### WORK REQUIRED
Rewrite these lines with every "oil sheen" changed to "fuel slick" and everything else kept the same. Leave the picture out of your answer.

## Begin EXERCISE INPUT

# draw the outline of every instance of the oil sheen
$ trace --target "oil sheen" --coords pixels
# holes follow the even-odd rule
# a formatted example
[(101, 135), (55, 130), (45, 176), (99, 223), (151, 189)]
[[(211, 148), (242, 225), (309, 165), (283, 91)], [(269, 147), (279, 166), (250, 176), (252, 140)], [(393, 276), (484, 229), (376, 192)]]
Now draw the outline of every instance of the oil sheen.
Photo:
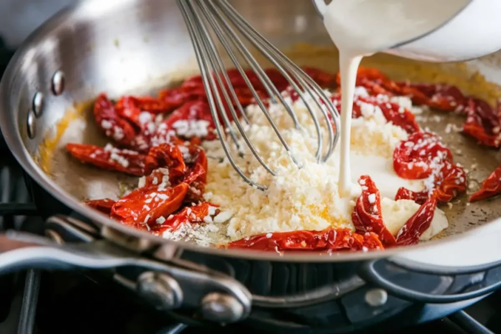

## End EXERCISE INPUT

### WRITTEN RESPONSE
# draw the outline of every instance of the fuel slick
$ trace --target "fuel slick" --coords pixels
# holes follow the even-odd rule
# a formatted example
[(101, 135), (55, 130), (45, 176), (99, 223), (151, 189)]
[[(211, 148), (242, 225), (309, 165), (283, 91)], [(269, 147), (279, 166), (250, 176), (252, 140)], [(393, 276), (484, 229), (376, 192)]]
Now draw the outline of every instance of the fuel slick.
Photo:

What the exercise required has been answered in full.